Provided data section start
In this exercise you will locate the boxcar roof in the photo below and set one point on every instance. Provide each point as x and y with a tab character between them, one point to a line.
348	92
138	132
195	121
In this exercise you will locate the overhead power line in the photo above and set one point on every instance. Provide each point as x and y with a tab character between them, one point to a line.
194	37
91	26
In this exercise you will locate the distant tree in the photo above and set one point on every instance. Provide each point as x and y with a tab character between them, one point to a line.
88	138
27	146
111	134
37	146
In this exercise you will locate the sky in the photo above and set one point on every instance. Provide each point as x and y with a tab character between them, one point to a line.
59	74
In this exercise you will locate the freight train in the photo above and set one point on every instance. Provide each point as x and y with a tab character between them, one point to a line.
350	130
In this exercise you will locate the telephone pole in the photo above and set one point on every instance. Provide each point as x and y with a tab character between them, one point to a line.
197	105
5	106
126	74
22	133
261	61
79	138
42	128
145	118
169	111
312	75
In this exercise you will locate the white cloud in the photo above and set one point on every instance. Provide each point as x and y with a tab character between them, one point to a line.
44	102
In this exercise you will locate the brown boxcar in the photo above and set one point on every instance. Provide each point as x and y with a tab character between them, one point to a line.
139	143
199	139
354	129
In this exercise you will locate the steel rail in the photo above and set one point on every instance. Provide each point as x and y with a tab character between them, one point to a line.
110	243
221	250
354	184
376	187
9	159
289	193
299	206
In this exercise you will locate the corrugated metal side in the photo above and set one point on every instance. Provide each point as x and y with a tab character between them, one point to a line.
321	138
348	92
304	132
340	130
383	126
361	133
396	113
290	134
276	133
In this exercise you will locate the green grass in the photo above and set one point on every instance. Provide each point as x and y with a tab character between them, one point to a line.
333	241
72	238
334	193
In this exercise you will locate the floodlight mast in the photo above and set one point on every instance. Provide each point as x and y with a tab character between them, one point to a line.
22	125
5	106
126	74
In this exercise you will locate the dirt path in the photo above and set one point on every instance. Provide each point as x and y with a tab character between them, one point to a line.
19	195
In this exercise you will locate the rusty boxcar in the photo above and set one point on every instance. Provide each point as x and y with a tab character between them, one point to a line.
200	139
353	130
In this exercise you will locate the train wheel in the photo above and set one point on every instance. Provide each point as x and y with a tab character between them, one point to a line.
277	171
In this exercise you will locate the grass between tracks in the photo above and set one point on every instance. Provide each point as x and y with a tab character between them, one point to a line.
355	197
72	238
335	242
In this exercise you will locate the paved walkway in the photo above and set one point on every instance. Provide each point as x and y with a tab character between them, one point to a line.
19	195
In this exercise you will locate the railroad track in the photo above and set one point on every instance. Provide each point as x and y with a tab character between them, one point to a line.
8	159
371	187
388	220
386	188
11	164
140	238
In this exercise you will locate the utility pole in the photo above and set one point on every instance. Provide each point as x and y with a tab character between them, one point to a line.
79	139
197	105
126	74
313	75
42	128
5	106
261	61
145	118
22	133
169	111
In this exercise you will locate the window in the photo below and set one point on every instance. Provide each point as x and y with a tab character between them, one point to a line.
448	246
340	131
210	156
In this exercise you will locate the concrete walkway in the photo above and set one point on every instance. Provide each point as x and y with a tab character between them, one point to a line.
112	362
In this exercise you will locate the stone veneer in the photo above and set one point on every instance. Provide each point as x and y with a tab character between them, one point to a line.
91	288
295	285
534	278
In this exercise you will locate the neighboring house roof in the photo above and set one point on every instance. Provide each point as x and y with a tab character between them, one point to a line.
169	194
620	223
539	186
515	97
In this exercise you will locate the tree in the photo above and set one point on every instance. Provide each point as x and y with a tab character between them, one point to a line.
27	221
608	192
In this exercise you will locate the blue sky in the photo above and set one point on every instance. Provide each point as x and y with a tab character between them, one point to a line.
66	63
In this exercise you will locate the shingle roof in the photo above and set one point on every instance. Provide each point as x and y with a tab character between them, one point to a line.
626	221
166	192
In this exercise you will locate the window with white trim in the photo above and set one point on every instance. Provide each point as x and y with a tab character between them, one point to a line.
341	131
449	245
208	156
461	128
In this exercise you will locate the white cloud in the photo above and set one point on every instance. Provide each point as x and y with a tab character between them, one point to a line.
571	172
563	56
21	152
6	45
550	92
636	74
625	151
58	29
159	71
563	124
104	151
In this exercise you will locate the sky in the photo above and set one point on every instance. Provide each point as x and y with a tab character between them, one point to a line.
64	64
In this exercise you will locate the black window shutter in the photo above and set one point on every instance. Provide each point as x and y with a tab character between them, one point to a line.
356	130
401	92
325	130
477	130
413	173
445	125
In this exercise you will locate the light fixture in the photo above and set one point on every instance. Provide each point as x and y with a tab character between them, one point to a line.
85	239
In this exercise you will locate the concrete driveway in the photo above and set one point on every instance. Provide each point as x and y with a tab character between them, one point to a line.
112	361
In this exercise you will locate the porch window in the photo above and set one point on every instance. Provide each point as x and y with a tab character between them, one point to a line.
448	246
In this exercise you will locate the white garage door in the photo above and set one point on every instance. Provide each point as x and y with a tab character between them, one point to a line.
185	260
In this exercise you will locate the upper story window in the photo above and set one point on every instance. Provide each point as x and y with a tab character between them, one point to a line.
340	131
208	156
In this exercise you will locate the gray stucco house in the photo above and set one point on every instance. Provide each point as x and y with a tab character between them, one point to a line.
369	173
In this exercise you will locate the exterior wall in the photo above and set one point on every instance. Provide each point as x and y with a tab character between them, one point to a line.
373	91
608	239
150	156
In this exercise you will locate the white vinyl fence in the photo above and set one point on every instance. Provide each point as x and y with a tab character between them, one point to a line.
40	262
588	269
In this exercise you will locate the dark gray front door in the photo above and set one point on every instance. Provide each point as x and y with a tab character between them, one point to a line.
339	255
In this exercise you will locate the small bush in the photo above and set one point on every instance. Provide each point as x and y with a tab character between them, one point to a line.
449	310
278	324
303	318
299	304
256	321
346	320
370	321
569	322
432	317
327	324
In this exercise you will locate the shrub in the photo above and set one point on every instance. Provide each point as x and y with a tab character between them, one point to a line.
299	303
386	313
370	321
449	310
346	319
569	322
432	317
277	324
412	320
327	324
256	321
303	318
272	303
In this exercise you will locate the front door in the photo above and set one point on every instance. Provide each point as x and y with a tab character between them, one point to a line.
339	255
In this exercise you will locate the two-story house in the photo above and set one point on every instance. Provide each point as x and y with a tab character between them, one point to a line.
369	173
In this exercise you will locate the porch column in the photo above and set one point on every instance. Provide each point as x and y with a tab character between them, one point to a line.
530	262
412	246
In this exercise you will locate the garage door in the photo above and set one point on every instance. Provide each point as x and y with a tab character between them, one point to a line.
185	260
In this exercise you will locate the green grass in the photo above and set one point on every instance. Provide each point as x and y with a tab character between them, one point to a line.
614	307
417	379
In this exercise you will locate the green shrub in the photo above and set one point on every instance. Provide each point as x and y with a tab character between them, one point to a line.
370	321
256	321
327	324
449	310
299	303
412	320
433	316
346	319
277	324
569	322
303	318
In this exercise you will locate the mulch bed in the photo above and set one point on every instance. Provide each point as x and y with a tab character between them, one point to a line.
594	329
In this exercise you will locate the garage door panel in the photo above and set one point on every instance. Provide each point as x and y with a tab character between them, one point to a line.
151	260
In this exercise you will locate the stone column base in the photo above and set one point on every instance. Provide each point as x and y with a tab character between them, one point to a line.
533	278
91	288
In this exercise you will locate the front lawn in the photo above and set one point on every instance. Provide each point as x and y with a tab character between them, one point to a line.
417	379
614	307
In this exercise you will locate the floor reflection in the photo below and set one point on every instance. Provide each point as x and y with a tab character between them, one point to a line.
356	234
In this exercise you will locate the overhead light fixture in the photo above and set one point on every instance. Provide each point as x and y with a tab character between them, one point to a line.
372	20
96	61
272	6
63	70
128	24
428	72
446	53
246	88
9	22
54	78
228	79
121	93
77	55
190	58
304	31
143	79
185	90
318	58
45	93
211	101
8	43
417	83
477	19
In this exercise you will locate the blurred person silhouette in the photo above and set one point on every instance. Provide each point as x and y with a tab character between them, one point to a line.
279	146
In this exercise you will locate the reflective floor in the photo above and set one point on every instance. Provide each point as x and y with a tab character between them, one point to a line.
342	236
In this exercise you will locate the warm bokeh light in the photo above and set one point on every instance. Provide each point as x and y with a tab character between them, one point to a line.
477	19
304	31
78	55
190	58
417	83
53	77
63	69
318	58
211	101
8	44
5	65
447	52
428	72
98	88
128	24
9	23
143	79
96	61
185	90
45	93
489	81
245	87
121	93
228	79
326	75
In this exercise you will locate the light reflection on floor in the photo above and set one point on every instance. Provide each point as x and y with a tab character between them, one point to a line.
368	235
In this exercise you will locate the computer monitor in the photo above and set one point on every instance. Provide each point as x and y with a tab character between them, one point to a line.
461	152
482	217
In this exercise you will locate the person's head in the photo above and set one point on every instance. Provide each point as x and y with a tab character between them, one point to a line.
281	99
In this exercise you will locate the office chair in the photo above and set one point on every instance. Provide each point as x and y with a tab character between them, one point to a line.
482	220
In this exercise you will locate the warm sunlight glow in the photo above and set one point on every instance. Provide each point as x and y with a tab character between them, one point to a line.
Provided data section end
Output only the lines that run from the one containing "In this exercise you will locate the computer" through the last line of the material above, both included.

◆ Your response
In this exercise you will locate the computer monitor in the photo above and set one point on every instance. Provide each point as x and y with a tab character between them, one point to a line.
461	152
482	217
In this exercise you will locate the person's head in the photo above and set one point on every instance. Provide each point as x and y with a tab character between them, one point to a line.
281	99
In this exercise you will locate the office chair in the photo above and set one point on every instance. Provide each point as x and y with a tab character between them, one point to a line.
482	220
In this exercise you will locate the warm sunlight glow in the photo above and set one point on every instance. Provide each point as x and y with a tab character between them, one point to a line.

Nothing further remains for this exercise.